Task statement: Set out every line of the entries below as a numbered list, skipping any blank lines.

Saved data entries
"""

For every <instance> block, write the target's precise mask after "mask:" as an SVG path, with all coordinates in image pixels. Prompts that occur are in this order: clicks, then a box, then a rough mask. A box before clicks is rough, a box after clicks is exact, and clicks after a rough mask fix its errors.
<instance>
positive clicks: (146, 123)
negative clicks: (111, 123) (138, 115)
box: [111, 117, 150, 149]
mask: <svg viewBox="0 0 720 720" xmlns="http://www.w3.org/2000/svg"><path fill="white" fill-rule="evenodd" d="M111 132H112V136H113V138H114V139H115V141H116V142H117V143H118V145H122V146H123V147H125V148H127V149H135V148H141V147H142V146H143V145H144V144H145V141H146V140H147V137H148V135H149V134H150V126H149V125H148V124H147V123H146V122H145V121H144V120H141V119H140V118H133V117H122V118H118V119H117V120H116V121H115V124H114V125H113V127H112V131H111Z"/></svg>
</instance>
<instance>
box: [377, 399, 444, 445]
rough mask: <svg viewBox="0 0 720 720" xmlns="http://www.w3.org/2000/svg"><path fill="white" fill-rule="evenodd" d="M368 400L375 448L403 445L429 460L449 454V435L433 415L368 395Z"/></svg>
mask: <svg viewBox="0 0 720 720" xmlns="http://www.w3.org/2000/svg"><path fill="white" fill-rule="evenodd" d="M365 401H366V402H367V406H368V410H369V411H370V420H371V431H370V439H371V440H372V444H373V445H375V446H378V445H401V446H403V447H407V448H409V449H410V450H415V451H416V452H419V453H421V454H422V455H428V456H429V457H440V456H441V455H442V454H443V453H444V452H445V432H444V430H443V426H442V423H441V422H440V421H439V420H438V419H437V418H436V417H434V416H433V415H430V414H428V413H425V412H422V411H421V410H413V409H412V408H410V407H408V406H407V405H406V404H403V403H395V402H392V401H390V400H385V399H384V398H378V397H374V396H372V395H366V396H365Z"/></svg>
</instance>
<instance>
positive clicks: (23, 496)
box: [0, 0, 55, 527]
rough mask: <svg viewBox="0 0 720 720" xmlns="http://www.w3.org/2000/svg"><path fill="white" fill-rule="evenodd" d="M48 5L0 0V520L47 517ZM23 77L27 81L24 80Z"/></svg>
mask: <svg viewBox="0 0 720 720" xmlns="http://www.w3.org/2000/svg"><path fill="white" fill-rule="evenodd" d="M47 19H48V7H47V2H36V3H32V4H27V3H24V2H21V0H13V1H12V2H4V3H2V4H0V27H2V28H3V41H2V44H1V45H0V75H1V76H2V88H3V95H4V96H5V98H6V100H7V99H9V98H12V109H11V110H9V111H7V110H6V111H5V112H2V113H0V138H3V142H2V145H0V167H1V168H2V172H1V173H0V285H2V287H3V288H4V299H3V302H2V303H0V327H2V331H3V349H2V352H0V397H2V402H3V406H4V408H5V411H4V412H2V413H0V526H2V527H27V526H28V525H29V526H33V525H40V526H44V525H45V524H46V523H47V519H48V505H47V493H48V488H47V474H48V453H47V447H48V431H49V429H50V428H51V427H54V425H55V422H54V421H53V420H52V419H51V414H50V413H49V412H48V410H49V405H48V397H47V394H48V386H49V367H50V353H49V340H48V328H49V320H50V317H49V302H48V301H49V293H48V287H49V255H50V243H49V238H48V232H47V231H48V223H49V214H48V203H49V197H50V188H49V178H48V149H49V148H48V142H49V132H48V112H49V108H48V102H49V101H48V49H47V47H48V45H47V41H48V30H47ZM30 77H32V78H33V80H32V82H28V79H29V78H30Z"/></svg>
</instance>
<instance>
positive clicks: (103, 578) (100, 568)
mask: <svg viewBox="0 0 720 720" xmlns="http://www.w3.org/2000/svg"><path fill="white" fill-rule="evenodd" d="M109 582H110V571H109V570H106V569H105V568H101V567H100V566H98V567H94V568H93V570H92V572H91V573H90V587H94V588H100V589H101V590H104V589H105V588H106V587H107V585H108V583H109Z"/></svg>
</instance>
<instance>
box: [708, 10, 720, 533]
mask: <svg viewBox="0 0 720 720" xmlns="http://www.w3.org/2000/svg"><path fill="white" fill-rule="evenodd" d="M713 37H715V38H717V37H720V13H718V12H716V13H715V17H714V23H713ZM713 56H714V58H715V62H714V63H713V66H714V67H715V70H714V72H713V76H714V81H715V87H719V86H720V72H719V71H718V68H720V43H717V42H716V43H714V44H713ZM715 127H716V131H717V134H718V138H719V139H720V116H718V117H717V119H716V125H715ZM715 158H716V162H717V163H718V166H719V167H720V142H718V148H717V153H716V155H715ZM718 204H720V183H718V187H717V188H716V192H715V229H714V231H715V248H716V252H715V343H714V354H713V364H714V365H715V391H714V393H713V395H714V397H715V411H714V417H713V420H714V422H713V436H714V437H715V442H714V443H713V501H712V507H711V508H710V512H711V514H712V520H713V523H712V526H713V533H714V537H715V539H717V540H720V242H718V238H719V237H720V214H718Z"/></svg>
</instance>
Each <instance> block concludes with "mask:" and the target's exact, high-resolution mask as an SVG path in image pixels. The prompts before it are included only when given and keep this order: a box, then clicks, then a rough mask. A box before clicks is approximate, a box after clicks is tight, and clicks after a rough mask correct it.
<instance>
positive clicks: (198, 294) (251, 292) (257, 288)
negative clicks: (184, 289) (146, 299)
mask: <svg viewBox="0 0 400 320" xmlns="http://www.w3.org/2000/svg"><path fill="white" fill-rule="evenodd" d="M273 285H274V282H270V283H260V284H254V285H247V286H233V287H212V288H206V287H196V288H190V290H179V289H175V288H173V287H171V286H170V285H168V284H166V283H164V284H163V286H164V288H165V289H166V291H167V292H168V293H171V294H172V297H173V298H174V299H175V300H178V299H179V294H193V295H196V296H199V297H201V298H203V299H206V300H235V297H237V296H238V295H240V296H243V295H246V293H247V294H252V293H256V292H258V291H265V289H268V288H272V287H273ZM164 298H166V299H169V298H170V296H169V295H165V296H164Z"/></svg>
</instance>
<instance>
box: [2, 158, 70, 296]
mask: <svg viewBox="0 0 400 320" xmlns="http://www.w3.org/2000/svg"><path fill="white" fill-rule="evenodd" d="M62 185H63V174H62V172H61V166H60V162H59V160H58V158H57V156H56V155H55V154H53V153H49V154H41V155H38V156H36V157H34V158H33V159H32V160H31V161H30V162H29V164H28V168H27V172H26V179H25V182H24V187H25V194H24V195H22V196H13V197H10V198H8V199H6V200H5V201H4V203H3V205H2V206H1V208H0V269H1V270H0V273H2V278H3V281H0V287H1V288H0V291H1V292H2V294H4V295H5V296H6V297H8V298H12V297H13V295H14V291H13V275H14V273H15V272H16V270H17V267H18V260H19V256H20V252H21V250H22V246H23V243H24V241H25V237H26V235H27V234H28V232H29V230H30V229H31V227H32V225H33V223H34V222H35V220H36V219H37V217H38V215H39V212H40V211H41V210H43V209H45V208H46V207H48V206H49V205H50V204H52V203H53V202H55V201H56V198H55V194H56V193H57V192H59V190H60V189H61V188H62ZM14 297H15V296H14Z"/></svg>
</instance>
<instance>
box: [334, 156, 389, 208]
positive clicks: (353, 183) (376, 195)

"""

Solved exercise:
1. For every <instance> block, write the target's precise mask after "mask:" as an SVG path, with all coordinates in image pixels. Prompts that occur are in this order: clicks, then a box, then a rough mask. A box before clicks is rough, a box after clicks is exact, and clicks after a rough mask fix its errors.
2. <instance>
3. positive clicks: (146, 123)
4. negative clicks: (111, 123) (138, 115)
5. box: [111, 117, 150, 149]
6. mask: <svg viewBox="0 0 720 720" xmlns="http://www.w3.org/2000/svg"><path fill="white" fill-rule="evenodd" d="M111 132H112V136H113V138H114V139H115V141H116V142H117V143H118V145H122V146H123V147H125V148H127V149H135V148H141V147H142V146H143V145H144V144H145V141H146V140H147V137H148V135H149V134H150V126H149V125H148V124H147V123H146V122H145V121H144V120H141V119H140V118H133V117H122V118H118V119H117V120H116V121H115V124H114V125H113V127H112V131H111Z"/></svg>
7. </instance>
8. <instance>
9. box: [377, 399, 444, 445]
10. rough mask: <svg viewBox="0 0 720 720" xmlns="http://www.w3.org/2000/svg"><path fill="white" fill-rule="evenodd" d="M368 400L375 448L403 445L429 460L449 454V435L433 415L368 395Z"/></svg>
11. mask: <svg viewBox="0 0 720 720" xmlns="http://www.w3.org/2000/svg"><path fill="white" fill-rule="evenodd" d="M365 401H366V402H367V406H368V410H369V411H370V420H371V431H370V439H371V440H372V444H373V445H375V446H378V445H401V446H403V447H407V448H409V449H410V450H415V451H416V452H419V453H421V454H422V455H428V456H429V457H440V456H441V455H442V454H443V453H444V452H445V432H444V430H443V426H442V423H441V422H440V421H439V420H438V419H437V418H436V417H434V416H433V415H430V414H428V413H425V412H422V411H421V410H413V409H412V408H410V407H408V406H407V405H406V404H403V403H395V402H392V401H390V400H385V399H384V398H378V397H374V396H372V395H366V396H365Z"/></svg>
12. </instance>
13. <instance>
14. positive clicks: (23, 496)
15. box: [0, 0, 55, 527]
16. rough mask: <svg viewBox="0 0 720 720" xmlns="http://www.w3.org/2000/svg"><path fill="white" fill-rule="evenodd" d="M48 5L0 0V520L47 517ZM23 77L27 81L24 80Z"/></svg>
17. mask: <svg viewBox="0 0 720 720" xmlns="http://www.w3.org/2000/svg"><path fill="white" fill-rule="evenodd" d="M47 19H48V7H47V2H36V3H32V4H27V3H24V2H21V0H13V1H12V2H4V3H2V4H0V27H2V28H3V41H2V44H1V45H0V75H1V76H2V88H3V95H4V96H5V98H6V100H7V99H9V98H12V109H11V110H9V111H7V110H6V111H5V112H2V113H0V138H3V142H2V145H0V167H1V168H2V172H1V173H0V285H2V287H3V288H4V299H3V302H2V303H0V327H2V331H3V349H2V352H0V397H2V402H3V406H4V408H5V411H4V412H2V413H0V526H2V527H27V526H28V525H29V526H33V525H40V526H44V525H45V524H46V523H47V519H48V505H47V493H48V488H47V474H48V453H47V447H48V431H49V429H50V428H51V427H54V425H55V422H54V421H53V420H52V419H51V414H50V413H49V412H48V410H49V405H48V397H47V394H48V386H49V367H50V353H49V340H48V328H49V320H50V317H49V302H48V301H49V293H48V287H49V255H50V243H49V238H48V232H47V231H48V223H49V214H48V203H49V197H50V188H49V178H48V149H49V148H48V142H49V132H48V112H49V108H48V102H49V101H48V49H47V47H48V45H47V41H48V30H47ZM30 77H32V78H33V80H32V82H28V79H29V78H30Z"/></svg>
18. </instance>
19. <instance>
20. positive clicks: (103, 578) (100, 568)
21. mask: <svg viewBox="0 0 720 720" xmlns="http://www.w3.org/2000/svg"><path fill="white" fill-rule="evenodd" d="M109 582H110V571H109V570H106V569H105V568H101V567H100V566H98V567H94V568H93V570H92V572H91V573H90V587H94V588H100V589H101V590H104V589H105V588H106V587H107V585H108V583H109Z"/></svg>
22. </instance>
23. <instance>
24. box: [708, 10, 720, 533]
25. mask: <svg viewBox="0 0 720 720" xmlns="http://www.w3.org/2000/svg"><path fill="white" fill-rule="evenodd" d="M713 37H715V38H717V37H720V13H718V12H716V13H715V17H714V23H713ZM713 56H714V58H715V62H714V63H713V66H714V67H715V70H714V72H713V76H714V81H715V87H719V86H720V72H719V71H718V68H720V43H717V42H716V43H714V44H713ZM715 127H716V131H717V134H718V138H719V139H720V116H718V117H717V119H716V125H715ZM715 158H716V162H717V163H718V166H719V167H720V142H718V148H717V153H716V155H715ZM718 204H720V183H718V187H717V188H716V192H715V229H714V231H715V248H716V252H715V343H714V354H713V364H714V365H715V391H714V393H713V395H714V397H715V411H714V417H713V420H714V422H713V436H714V437H715V442H714V443H713V501H712V507H711V508H710V512H711V514H712V520H713V523H712V526H713V533H714V537H715V539H717V540H720V242H718V238H719V237H720V214H718Z"/></svg>
26. </instance>
27. Each <instance> block concludes with "mask:" and the target's exact, high-resolution mask as an SVG path in image pixels. The prompts before it are included only when given and keep this order: a box, then clicks, then a rough mask. A box before clicks is approximate, a box after clicks is tight, and clicks after a rough mask correct it.
28. <instance>
29. positive clicks: (198, 294) (251, 292) (257, 288)
30. negative clicks: (184, 289) (146, 299)
31. mask: <svg viewBox="0 0 400 320" xmlns="http://www.w3.org/2000/svg"><path fill="white" fill-rule="evenodd" d="M273 285H274V282H270V283H260V284H254V285H247V286H233V287H212V288H206V287H196V288H190V290H179V289H175V288H173V287H171V286H170V285H168V284H166V283H164V284H163V286H164V288H165V289H166V291H167V292H168V293H171V294H172V297H173V298H174V299H175V300H178V299H179V294H193V295H196V296H199V297H201V298H203V299H206V300H235V297H237V296H238V295H240V296H243V295H246V293H247V294H252V293H256V292H258V291H265V289H268V288H272V287H273ZM164 298H166V299H169V298H170V296H169V295H165V296H164Z"/></svg>
32. </instance>
33. <instance>
34. box: [2, 158, 70, 296]
35. mask: <svg viewBox="0 0 400 320" xmlns="http://www.w3.org/2000/svg"><path fill="white" fill-rule="evenodd" d="M62 185H63V174H62V172H61V166H60V162H59V160H58V158H57V156H56V155H55V154H53V153H49V154H41V155H38V156H36V157H34V158H33V159H32V160H31V161H30V162H29V164H28V168H27V172H26V179H25V182H24V187H25V194H24V195H22V196H13V197H10V198H8V199H6V200H5V201H4V203H3V205H2V206H1V208H0V269H1V270H0V273H2V278H3V281H0V287H1V288H0V291H1V292H2V294H4V295H5V296H6V297H8V298H12V297H13V295H14V291H13V275H14V273H15V272H16V270H17V267H18V260H19V256H20V252H21V250H22V246H23V243H24V241H25V237H26V235H27V234H28V232H29V230H30V229H31V227H32V225H33V223H34V222H35V220H36V219H37V217H38V215H39V212H40V211H41V210H43V209H45V208H46V207H48V206H49V205H50V204H52V203H53V202H55V201H56V198H55V194H56V193H57V192H59V190H60V189H61V188H62ZM14 297H15V296H14Z"/></svg>
36. </instance>
37. <instance>
38. box: [334, 156, 389, 208]
39. positive clicks: (353, 183) (376, 195)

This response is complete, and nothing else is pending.